### SOURCE TEXT
Marketing in school can take up school time, contradict what children learn in their classes (especially about proper nutrition), and create an environment that encourages them to uncritically accept sponsors’ points of view.

Given the threats posed by advertising and marketing in school, how is it possible that so many principals, district administrators and parent groups are eager to embrace it?  Perhaps because even if they are aware of the harm marketing can do, the immediate need for school funding is often so glaring that it obscures them.  The threats, in contrast to financial need, are longer-term, less obvious, and more insidious. 

States have been cutting funding to schools for quite some time now and school districts across the nation are so fiscally stressed that they are ever more open to the enticements of corporate marketing campaigns billed as “partnerships” that might bring in some money—any money at all.  However, there is little evidence that allowing ads in schools brings in much money.

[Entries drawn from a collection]

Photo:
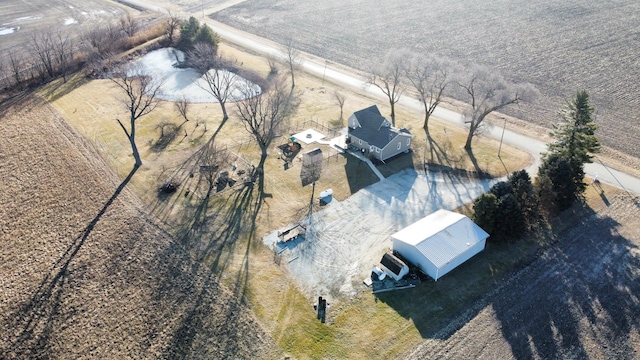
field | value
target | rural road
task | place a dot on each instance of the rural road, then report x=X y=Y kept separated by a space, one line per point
x=346 y=77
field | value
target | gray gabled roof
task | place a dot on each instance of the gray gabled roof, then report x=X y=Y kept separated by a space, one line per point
x=372 y=127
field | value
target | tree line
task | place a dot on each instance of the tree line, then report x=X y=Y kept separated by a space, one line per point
x=58 y=51
x=433 y=78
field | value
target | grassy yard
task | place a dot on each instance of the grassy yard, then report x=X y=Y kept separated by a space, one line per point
x=224 y=233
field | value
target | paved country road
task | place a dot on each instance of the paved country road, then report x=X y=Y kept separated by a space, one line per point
x=348 y=77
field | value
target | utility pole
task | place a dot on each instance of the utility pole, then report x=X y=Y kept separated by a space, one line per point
x=502 y=137
x=325 y=71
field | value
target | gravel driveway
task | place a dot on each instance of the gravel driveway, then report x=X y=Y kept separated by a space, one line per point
x=346 y=238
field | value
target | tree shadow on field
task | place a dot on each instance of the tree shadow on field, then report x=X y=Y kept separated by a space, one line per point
x=577 y=295
x=210 y=232
x=359 y=175
x=582 y=292
x=35 y=321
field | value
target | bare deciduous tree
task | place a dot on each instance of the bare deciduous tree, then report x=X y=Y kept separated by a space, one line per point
x=340 y=99
x=264 y=114
x=293 y=60
x=219 y=82
x=140 y=98
x=16 y=63
x=273 y=65
x=64 y=52
x=129 y=25
x=430 y=76
x=212 y=161
x=173 y=24
x=182 y=106
x=42 y=49
x=489 y=92
x=203 y=57
x=4 y=74
x=387 y=77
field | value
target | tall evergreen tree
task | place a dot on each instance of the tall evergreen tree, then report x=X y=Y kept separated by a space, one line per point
x=575 y=134
x=526 y=196
x=485 y=211
x=575 y=138
x=555 y=182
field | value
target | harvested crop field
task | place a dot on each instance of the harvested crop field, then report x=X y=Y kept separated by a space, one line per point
x=578 y=300
x=86 y=274
x=559 y=46
x=21 y=20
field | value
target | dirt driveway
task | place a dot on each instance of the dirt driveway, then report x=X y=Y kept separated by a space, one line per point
x=578 y=300
x=345 y=239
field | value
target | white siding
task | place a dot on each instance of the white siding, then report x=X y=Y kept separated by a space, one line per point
x=440 y=242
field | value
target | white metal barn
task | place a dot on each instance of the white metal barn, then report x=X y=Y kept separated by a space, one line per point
x=439 y=242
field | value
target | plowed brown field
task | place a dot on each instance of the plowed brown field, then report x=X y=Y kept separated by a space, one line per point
x=85 y=273
x=560 y=46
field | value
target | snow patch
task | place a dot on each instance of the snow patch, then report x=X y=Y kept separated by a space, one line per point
x=22 y=19
x=178 y=83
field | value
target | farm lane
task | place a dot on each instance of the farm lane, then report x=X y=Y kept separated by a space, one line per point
x=349 y=77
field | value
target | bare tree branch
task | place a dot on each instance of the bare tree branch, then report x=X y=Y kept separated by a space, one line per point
x=430 y=76
x=129 y=25
x=173 y=24
x=387 y=77
x=140 y=98
x=340 y=99
x=182 y=106
x=42 y=49
x=489 y=92
x=264 y=114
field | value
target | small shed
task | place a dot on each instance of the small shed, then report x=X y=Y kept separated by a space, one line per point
x=393 y=267
x=440 y=242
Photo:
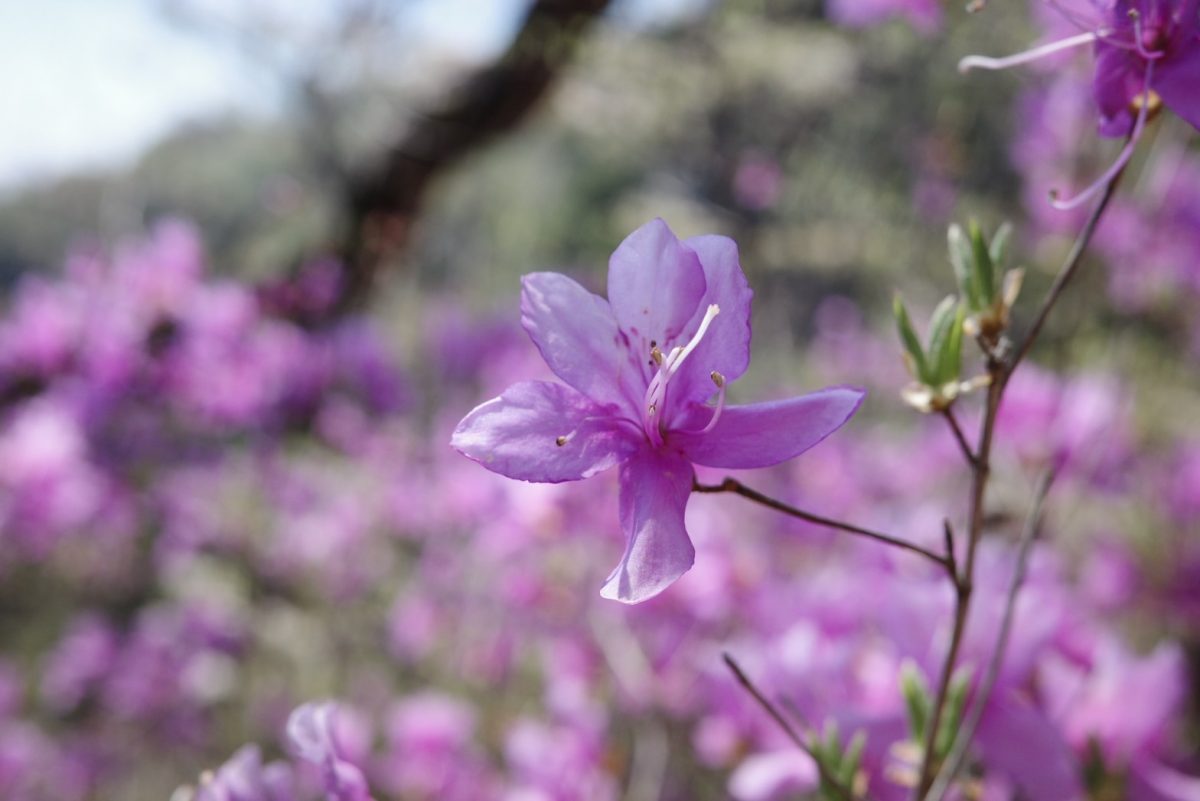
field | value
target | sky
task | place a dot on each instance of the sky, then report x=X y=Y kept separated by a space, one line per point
x=93 y=83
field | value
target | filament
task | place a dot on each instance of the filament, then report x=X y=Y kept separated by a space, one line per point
x=1026 y=56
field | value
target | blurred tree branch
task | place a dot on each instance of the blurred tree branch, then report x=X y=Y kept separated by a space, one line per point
x=383 y=202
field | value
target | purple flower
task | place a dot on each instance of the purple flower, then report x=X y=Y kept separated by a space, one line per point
x=1147 y=54
x=245 y=778
x=639 y=369
x=315 y=736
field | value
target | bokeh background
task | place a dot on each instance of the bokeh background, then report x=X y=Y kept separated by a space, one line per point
x=259 y=257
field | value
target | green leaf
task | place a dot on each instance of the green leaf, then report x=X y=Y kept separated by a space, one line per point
x=916 y=698
x=964 y=269
x=910 y=341
x=941 y=335
x=852 y=759
x=999 y=247
x=949 y=355
x=984 y=270
x=955 y=702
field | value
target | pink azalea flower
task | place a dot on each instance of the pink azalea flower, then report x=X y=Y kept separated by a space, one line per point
x=639 y=369
x=315 y=735
x=1147 y=53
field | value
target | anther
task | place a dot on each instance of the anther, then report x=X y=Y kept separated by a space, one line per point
x=1122 y=158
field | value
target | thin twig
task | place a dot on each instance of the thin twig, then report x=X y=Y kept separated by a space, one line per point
x=967 y=453
x=1001 y=371
x=738 y=488
x=952 y=564
x=1066 y=272
x=971 y=723
x=963 y=582
x=789 y=729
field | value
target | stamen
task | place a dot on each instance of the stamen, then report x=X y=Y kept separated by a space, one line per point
x=719 y=380
x=679 y=355
x=985 y=62
x=1122 y=158
x=655 y=393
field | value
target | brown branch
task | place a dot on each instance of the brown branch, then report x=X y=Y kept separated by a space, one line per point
x=738 y=488
x=953 y=422
x=1000 y=369
x=383 y=203
x=1069 y=266
x=963 y=740
x=786 y=727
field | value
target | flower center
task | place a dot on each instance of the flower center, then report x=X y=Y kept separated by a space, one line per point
x=669 y=366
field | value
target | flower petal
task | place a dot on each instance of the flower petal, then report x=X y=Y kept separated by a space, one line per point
x=577 y=336
x=775 y=775
x=654 y=285
x=762 y=434
x=1176 y=82
x=726 y=344
x=1020 y=742
x=517 y=434
x=654 y=488
x=1152 y=781
x=1119 y=79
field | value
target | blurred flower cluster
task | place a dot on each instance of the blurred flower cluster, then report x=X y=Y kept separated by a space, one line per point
x=219 y=505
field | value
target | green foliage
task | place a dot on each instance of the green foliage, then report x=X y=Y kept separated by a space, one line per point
x=841 y=763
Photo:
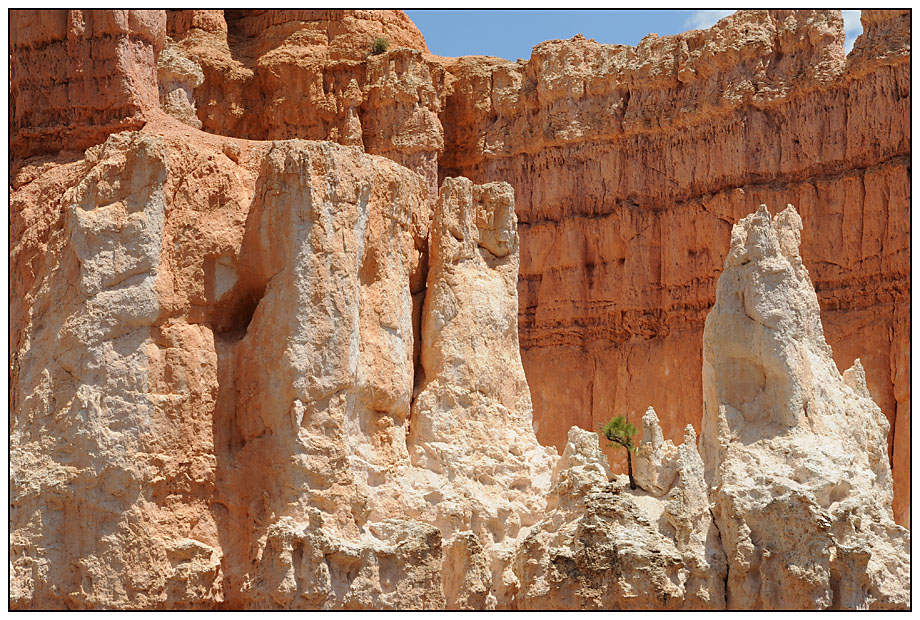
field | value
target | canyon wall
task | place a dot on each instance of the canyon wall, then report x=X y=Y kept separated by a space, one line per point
x=250 y=370
x=629 y=165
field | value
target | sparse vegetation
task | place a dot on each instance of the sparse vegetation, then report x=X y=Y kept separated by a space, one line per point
x=380 y=45
x=620 y=433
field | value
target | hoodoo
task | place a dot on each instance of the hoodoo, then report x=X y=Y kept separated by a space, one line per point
x=300 y=324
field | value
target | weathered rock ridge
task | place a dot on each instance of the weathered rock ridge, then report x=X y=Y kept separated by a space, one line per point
x=629 y=165
x=251 y=370
x=795 y=452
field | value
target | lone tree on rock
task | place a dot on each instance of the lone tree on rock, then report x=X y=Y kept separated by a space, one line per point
x=620 y=433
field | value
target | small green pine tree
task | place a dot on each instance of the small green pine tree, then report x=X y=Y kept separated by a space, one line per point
x=620 y=433
x=380 y=45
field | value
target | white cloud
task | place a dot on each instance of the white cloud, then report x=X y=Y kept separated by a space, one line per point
x=852 y=27
x=706 y=19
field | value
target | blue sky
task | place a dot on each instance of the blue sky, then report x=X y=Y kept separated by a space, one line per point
x=512 y=34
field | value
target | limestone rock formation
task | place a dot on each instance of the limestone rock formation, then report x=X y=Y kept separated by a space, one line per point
x=631 y=163
x=795 y=452
x=253 y=371
x=77 y=76
x=602 y=546
x=177 y=78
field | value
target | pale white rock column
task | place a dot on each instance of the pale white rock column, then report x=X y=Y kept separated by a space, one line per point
x=88 y=434
x=795 y=453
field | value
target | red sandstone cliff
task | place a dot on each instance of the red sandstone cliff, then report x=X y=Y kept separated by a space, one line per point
x=137 y=266
x=629 y=165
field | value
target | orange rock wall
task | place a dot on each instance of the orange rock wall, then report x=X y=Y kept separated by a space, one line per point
x=76 y=76
x=630 y=165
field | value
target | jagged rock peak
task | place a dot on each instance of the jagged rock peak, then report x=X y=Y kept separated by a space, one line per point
x=795 y=453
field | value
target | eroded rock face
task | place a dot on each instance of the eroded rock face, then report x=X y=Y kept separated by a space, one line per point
x=252 y=374
x=77 y=76
x=795 y=452
x=631 y=163
x=603 y=546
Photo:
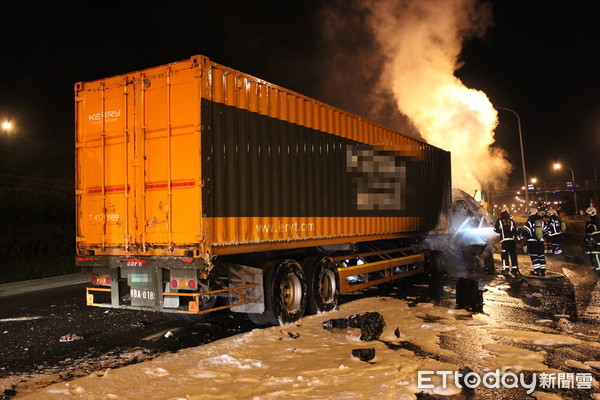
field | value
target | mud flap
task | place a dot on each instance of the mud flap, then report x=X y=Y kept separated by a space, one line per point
x=242 y=275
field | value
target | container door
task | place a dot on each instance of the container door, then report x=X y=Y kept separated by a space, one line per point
x=102 y=157
x=167 y=158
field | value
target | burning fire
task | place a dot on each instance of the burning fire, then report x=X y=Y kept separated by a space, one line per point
x=422 y=40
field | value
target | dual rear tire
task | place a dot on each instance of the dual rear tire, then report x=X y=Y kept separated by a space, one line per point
x=290 y=290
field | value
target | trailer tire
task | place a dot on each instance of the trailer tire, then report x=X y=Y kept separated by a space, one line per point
x=285 y=294
x=323 y=284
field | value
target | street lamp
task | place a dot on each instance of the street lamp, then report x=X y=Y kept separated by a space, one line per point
x=522 y=152
x=535 y=180
x=558 y=166
x=6 y=126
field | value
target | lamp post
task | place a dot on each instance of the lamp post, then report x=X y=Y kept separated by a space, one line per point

### STATED PROBLEM 1
Replace "place a dot on" with "put a point on" in the listing, starting at its first line and ending at the line containing "x=372 y=127", and give those lines again with everything else unchanged. Leave the pictures out of your answer.
### STATED PROBLEM 2
Carry on the passage about marketing in schools from the point where it stops.

### RESULT 1
Photo:
field | value
target | rural road
task | put a point on each instance of the rural road, then report x=X y=Y kept separated by a space, one line per point
x=346 y=77
field | value
target | gray gabled roof
task | put a point on each instance of the gray gabled roof, then report x=X y=Y kept separated by a space, one line per point
x=372 y=127

### RESULT 2
Nevertheless, district administrators eager to make up shortfalls in school funding, and under pressure to demonstrate to critical legislators that they are trying to do so, are willing to latch onto any half-baked scheme to show they are trying.  This is a perfect environment for companies that recognize that students are a captive market of great value. They are eager to jump on the opportunity to generate immediate sales and/or a lifelong customer base.

Stripping away the rosy language of “school-business partnerships,” “win-win situations,” and “giving back to the community,” what you see when you look at corporate marketing activities in schools is example after example of the exploitation of children for corporate financial gain.  All marketing in schools poses a threat to children.  It is past time for considering whether marketing activities belong in schools.  Schools should be marketing-free zones.